_YOUR OBJECTIVE_.
Retype all of the lines below with no changes.

Content starts

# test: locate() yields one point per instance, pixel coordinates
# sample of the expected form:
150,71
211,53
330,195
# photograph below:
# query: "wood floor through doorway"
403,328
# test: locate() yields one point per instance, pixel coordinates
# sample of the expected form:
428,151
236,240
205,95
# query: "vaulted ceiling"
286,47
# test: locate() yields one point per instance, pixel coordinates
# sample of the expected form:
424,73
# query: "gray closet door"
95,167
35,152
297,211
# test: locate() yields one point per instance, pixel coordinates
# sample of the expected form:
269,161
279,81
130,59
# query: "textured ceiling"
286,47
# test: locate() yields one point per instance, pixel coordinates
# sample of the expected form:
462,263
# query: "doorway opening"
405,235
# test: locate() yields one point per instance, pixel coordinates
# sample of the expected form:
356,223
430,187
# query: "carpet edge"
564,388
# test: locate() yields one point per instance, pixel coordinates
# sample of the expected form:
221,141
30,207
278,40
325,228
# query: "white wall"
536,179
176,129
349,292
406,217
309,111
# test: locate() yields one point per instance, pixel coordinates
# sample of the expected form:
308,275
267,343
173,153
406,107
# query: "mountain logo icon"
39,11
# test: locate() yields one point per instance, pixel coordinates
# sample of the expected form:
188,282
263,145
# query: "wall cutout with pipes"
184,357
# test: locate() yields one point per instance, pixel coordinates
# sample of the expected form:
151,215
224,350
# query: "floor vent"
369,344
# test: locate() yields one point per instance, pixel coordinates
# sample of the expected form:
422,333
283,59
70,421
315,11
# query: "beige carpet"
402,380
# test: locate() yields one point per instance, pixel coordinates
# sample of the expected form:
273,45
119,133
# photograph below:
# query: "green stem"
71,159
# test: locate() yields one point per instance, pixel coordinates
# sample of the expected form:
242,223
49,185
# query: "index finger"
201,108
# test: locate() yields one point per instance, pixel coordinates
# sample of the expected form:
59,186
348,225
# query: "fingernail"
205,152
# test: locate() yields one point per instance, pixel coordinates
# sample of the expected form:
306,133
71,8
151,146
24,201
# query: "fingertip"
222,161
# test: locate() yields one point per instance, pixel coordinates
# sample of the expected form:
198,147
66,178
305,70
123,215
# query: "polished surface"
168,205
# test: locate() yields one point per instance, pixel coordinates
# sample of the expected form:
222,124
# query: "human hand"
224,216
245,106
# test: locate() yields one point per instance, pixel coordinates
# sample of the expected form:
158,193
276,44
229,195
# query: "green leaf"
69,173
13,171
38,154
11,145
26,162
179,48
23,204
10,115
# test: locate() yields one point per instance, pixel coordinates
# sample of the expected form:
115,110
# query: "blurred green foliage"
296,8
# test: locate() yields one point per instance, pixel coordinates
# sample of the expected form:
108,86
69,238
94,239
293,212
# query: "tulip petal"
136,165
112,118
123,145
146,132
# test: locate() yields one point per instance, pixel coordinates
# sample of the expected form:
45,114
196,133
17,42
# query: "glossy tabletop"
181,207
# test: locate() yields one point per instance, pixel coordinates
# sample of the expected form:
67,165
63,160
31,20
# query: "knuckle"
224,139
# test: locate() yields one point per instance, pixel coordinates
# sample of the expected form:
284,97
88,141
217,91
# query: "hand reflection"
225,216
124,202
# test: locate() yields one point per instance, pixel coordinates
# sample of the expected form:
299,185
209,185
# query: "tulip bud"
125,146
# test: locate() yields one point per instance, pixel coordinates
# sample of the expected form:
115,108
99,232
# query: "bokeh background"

Content ends

_OUTPUT OF THE EXERCISE_.
# test: locate() yields one point per instance, pixel coordinates
# sample of the expected form:
150,71
211,53
330,195
# photograph below:
# query: "wood floor through doorway"
403,328
# test: locate() yields one point per instance, pixel coordinates
# sample of the expected form:
428,151
236,240
205,95
# query: "vaulted ceiling"
286,47
# test: locate() yields one point per instance, pixel coordinates
# sample of the expected form:
424,73
# query: "gray closet door"
95,167
35,152
297,211
# test: locate() yields one point per instance, pixel coordinates
# sample of the expected form:
269,161
279,81
130,59
# query: "textured ceiling"
286,47
# test: locate() yields one point per instance, pixel coordinates
# sample of the expected form:
462,263
# query: "doorway opening"
405,235
# test: locate() yields one point per instance, pixel coordinates
# sample of the expected form:
356,223
430,187
# query: "carpet edge"
564,388
# test: locate() yields one point per instance, pixel coordinates
# sample of the expected form:
221,141
30,207
278,40
325,228
# query: "white wall"
536,179
176,129
349,292
406,217
309,111
# test: locate() yields one point per instance, pixel coordinates
# sample of the expected form:
308,275
267,343
173,153
406,107
# query: "mountain logo icon"
39,11
# test: locate() yields one point per instance, pixel coordinates
# sample of the expected form:
188,282
263,145
# query: "wall cutout with pipes"
184,357
# test: locate() yields one point per instance, pixel coordinates
# sample of the expected form:
151,215
224,350
# query: "floor vent"
369,344
# test: locate() yields one point per instance, pixel coordinates
# sample of the expected form:
422,333
283,59
70,421
315,11
# query: "beige carpet"
402,380
# test: locate() yields one point per instance, pixel coordinates
# sample of the expected form:
273,45
119,133
# photograph below:
# query: "green stem"
71,159
# test: locate() yields one point per instance, pixel coordinates
# sample of the expected form:
242,223
49,185
# query: "index finger"
201,108
# test: locate() yields one point per instance, pixel coordinates
# sample of the expected form:
59,186
348,225
# query: "fingernail"
205,152
# test: locate() yields one point per instance, pixel coordinates
# sample of the expected form:
306,133
71,8
151,146
24,201
# query: "fingertip"
222,161
# test: locate() yields one point per instance, pixel coordinates
# sample of the expected form:
198,147
66,178
305,70
123,215
# query: "polished surface"
168,205
# test: locate() yields one point per instance, pixel coordinates
# sample of the expected form:
222,124
# query: "human hand"
224,216
245,106
# test: locate() yields one point per instance, pixel coordinates
# sample of the expected form:
158,193
276,44
229,195
# query: "green leaf"
69,173
13,171
38,154
11,145
26,162
179,48
23,204
10,115
# test: locate() yields one point per instance, pixel coordinates
# sample of the expected form:
115,110
# query: "blurred green foliage"
296,8
# test: locate() yields one point per instance, pixel coordinates
# sample of the expected form:
108,86
69,238
94,239
293,212
# query: "tulip petal"
136,165
112,118
123,145
146,132
# test: locate() yields one point per instance, pixel coordinates
# sample of the expected form:
45,114
196,133
17,42
# query: "glossy tabletop"
181,207
# test: locate() yields one point per instance, pixel coordinates
# sample of the expected form:
67,165
63,160
31,20
# query: "knuckle"
224,139
# test: locate() yields one point per instance, pixel coordinates
# sample of the expected form:
284,97
88,141
217,91
# query: "hand reflection"
225,216
124,202
# test: locate() yields one point per instance, pixel coordinates
# sample of the expected form:
299,185
209,185
# query: "tulip bud"
125,146
# test: locate() yields one point per instance, pixel coordinates
# sample of the expected form:
115,108
99,232
# query: "bokeh background"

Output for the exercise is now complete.